Records from a collection:
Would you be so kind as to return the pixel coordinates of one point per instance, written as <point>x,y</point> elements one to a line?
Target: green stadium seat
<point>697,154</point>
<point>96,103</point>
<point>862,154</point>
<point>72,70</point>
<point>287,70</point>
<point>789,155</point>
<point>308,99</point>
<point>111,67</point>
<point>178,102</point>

**What to work on:** Copy the data exactly as it was presented.

**Response to the task:**
Would you be so kind as to return the pixel coordinates of one point per instance, written as <point>x,y</point> elements one to a line?
Target: green stadium seat
<point>697,154</point>
<point>96,103</point>
<point>862,154</point>
<point>72,70</point>
<point>287,70</point>
<point>789,155</point>
<point>308,99</point>
<point>111,67</point>
<point>178,102</point>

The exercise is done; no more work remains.